The Three-Constraint Filter for Builders
The author proposes three strict constraints—a one-page plan, separable core technology, and a defining product limitation—to filter out bad ideas. These rules are designed to reduce complexity, ensure long-term leverage, and establish a clear product identity. If an idea fails any of these three tests, the author refuses to build it.
Key Points
- A one-page limit for project descriptions ensures clarity, prevents fluff, and manages complexity.
- Core technology should be independent of the product to create compounding value and survive potential pivots.
- A single, defining constraint must shape the user experience and product identity to prevent feature creep.
- Constraints act as enablers for creativity by collapsing the search space and forcing innovative solutions.
- If a project idea fails to meet any of these three criteria, it should be discarded before development begins.
Sentiment
The community is broadly supportive of the framework, particularly the concepts of product primitives and the one-pager discipline. The most enthusiastic engagement comes around extending and enriching the ideas rather than rejecting them. Skepticism is measured and constructive, focused on edge cases and applicability limits rather than fundamental disagreement. The discussion has a thoughtful, collegial tone with commenters building on each other's ideas.
◆ ◆ ◆
→ **To do**
1) Answer these questions using the three-constraint filter summary:
(a) How long may a project description be?
(b) What does the author do with an idea that fails any of the three tests?
(c) Which two concepts does the community particularly support?
2) What three constraints does the three-constraint filter summary propose for screening out bad ideas?

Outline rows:
◆ ◆ ◆
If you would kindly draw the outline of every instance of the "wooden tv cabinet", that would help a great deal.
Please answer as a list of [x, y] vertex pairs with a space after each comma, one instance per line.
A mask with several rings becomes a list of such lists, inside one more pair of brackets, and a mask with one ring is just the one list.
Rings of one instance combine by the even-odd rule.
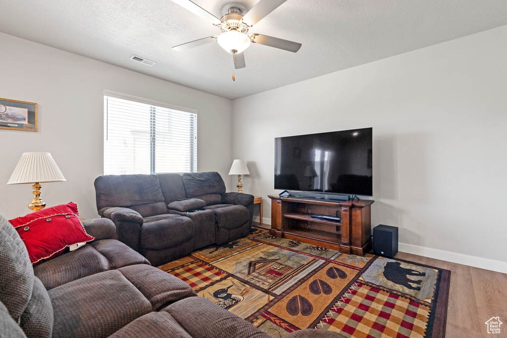
[[[271, 199], [271, 236], [361, 256], [371, 248], [370, 206], [374, 201], [268, 197]], [[315, 219], [311, 217], [314, 214], [341, 215], [342, 221]]]

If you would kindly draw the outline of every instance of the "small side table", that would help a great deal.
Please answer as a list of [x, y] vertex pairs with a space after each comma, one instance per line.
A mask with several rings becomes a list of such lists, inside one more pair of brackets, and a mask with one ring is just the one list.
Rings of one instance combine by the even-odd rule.
[[261, 212], [260, 214], [259, 223], [262, 225], [262, 197], [260, 196], [254, 196], [254, 204], [261, 204]]

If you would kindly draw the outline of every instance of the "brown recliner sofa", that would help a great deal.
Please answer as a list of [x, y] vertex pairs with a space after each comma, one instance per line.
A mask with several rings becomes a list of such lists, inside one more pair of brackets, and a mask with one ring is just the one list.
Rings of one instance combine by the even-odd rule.
[[[83, 223], [95, 240], [32, 268], [17, 232], [0, 215], [0, 336], [269, 337], [111, 238], [110, 220]], [[286, 336], [342, 336], [306, 329]]]
[[109, 238], [109, 220], [84, 225], [95, 241], [32, 268], [18, 233], [0, 215], [0, 335], [269, 336]]
[[94, 185], [99, 214], [154, 266], [244, 237], [251, 226], [254, 196], [227, 193], [218, 172], [106, 175]]

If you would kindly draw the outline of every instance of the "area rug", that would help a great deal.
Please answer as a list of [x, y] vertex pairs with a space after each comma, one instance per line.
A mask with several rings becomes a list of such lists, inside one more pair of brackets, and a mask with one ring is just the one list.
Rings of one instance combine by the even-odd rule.
[[272, 337], [308, 328], [350, 337], [445, 336], [448, 270], [340, 253], [256, 228], [159, 268]]

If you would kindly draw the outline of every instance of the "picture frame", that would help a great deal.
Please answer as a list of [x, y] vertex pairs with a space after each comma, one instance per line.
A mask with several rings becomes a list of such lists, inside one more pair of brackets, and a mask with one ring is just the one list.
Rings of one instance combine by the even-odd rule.
[[0, 98], [0, 129], [37, 131], [37, 104]]

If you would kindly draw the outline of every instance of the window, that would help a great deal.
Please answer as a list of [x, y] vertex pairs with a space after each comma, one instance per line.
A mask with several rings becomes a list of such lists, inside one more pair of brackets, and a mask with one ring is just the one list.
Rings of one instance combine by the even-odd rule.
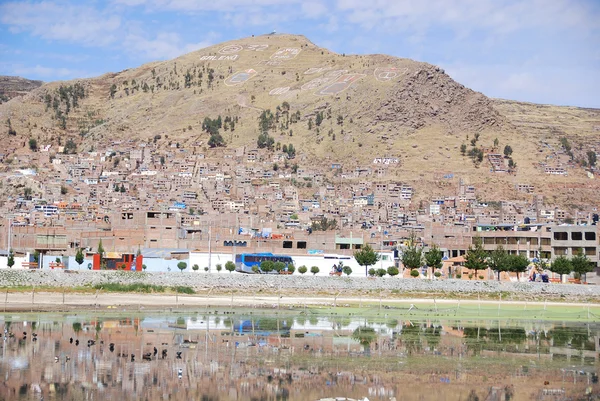
[[565, 256], [567, 254], [567, 248], [556, 247], [554, 248], [554, 254], [557, 256]]
[[567, 235], [566, 232], [555, 232], [554, 233], [555, 241], [567, 241], [568, 239], [569, 239], [569, 236]]

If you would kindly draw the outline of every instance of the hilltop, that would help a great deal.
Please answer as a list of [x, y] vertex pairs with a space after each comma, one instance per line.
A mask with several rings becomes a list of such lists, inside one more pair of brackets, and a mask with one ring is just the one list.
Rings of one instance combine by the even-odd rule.
[[25, 95], [43, 84], [42, 81], [0, 75], [0, 104], [13, 97]]
[[[56, 146], [72, 139], [79, 150], [127, 138], [219, 157], [205, 129], [207, 118], [219, 116], [226, 148], [256, 147], [265, 130], [275, 147], [293, 144], [299, 163], [324, 172], [332, 162], [353, 169], [374, 158], [397, 159], [387, 178], [411, 183], [422, 199], [459, 178], [477, 185], [484, 200], [522, 197], [515, 184], [529, 183], [555, 202], [577, 205], [599, 189], [581, 163], [587, 151], [600, 149], [598, 110], [493, 100], [437, 66], [336, 54], [296, 35], [244, 38], [118, 73], [47, 83], [0, 105], [2, 121], [10, 119], [0, 139], [9, 153], [29, 151], [30, 138]], [[572, 148], [568, 158], [561, 138]], [[487, 155], [507, 145], [516, 167], [506, 158], [509, 172], [491, 172]], [[568, 177], [545, 174], [544, 164], [568, 167]]]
◆ ◆ ◆
→ **Solutions for each task**
1)
(a) One page.
(b) The author refuses to build it.
(c) Product primitives and the one-pager discipline.

2)
- A one-page plan
- Separable core technology
- A defining product limitation